— start Document passage —

And who would star? “I hope I’ll play me the first time around,” Lee said.
She envisioned a lavish spectacle with a giant cast, including younger actresses to play her in bygone years. It hadn’t occurred to her to try a one-woman format. But she took note of Lena Horne: The Lady and Her Music, the 1981 solo show that had made its sixty-three-year-old star the toast of Broadway. Horne was Hollywood’s first black goddess and a ferociously seductive cabaret star, but racism and crushing loss had marred her seemingly charmed life. Horne’s tale of struggle and ultimate triumph exhilarated audiences; it won her two Grammys and a Tony award along with living-legend stature. Lee wanted all that, too. After all, she told a friend, “my life would be much more interesting to an audience than Lena’s.”
What mattered to her the most, apart from an end to financial woe, was control. Lee’s show would enable her to do what Horne had done: to revise history, settle scores, and craft the persona she wanted the public to see—the one she yearned to believe was real.
In the meantime, Lee had piles of bills to pay and ever-shrinking funds. She had quietly sold some of her jewelry; in the meantime she looked ahead to a fifteen-million-dollar payoff for her purported near-death experience at the Waldorf. After five years of legal wrangling, a court date was finally close. Her lawyer, Jim Moser, pronounced the case a “life or death situation”; because of Lee’s alleged semi-paralysis, he had managed to move the proceedings to Los Angeles. “The trial will start any moment,” he informed Marilyn Beck. “We’re on beeper alert. The minute a courtroom becomes available, our case gets underway.” Deliberations, he explained, would last for four to six weeks and involve fifty to one hundred witnesses—including, Beck reported, “an economist and accountants who will estimate the singer’s loss of income at ten million dollars.”
Her physical disabilities were news to Horner. At the Birmingham Theatre, he recalled, Lee—momentarily forgetting her chairlift—had “run up the six steps” to his piano upon hearing him play the music for one of their eventual songs, “I Gave It Everything I Had.” Robert Richards had received a series of “very nasty” letters from Lee’s lawyer, pressuring him to testify about her injuries. He declined. “I really felt that I could only tell the truth. I knew I was supposed to say there was sand on the floor. There wasn’t any sand.” Lee, he maintained, had not fallen at all. But the singer’s friend and diehard fan Freeman Gunter did testify on her behalf—not about having seen her fall, but about the alleged sand. Asked how Lee could have possibly gone on to perform in such dire condition, he fired off a carefully prepared statement, saying that an artist of such supreme professionalism could hide any malady.

— end Document passage —

* Required task A *
Gather every line in the listing that contains the string "Target".
The listing has nothing to do with the passage on Lee.

— start Material provided —

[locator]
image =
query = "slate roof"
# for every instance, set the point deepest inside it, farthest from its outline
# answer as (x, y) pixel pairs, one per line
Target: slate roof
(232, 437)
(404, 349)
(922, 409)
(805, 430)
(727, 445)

— end Material provided —
— start Material provided —

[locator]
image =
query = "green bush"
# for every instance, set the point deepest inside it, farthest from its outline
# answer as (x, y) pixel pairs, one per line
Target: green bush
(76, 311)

— end Material provided —
— start Material provided —

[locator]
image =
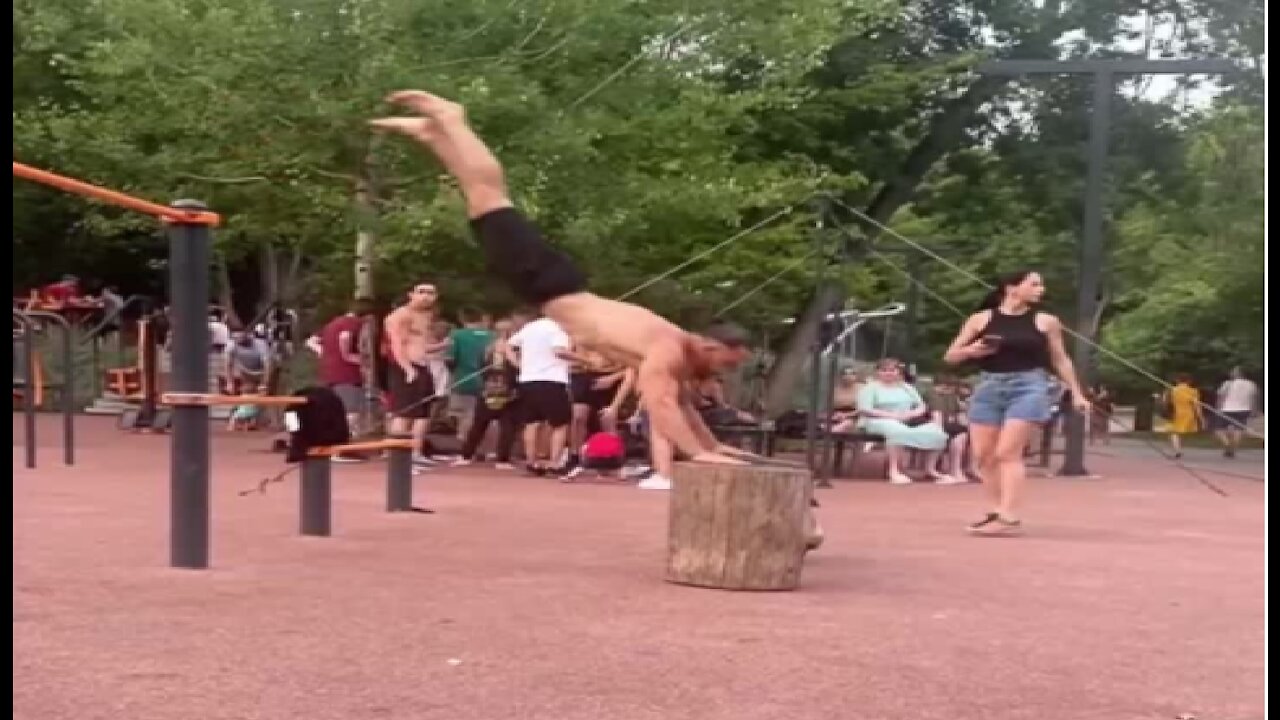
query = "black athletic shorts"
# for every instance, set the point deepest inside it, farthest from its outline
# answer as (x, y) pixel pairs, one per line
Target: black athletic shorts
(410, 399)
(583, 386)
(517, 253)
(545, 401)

— end Material provided —

* Required task B *
Copy word for word the section of the passage on Lee starting at "What mattered to" and ending at "believe was real.".

* Full answer A *
Target: slate roof
Target: green bush
Target: black athletic shorts

* Full answer B *
What mattered to her the most, apart from an end to financial woe, was control. Lee’s show would enable her to do what Horne had done: to revise history, settle scores, and craft the persona she wanted the public to see—the one she yearned to believe was real.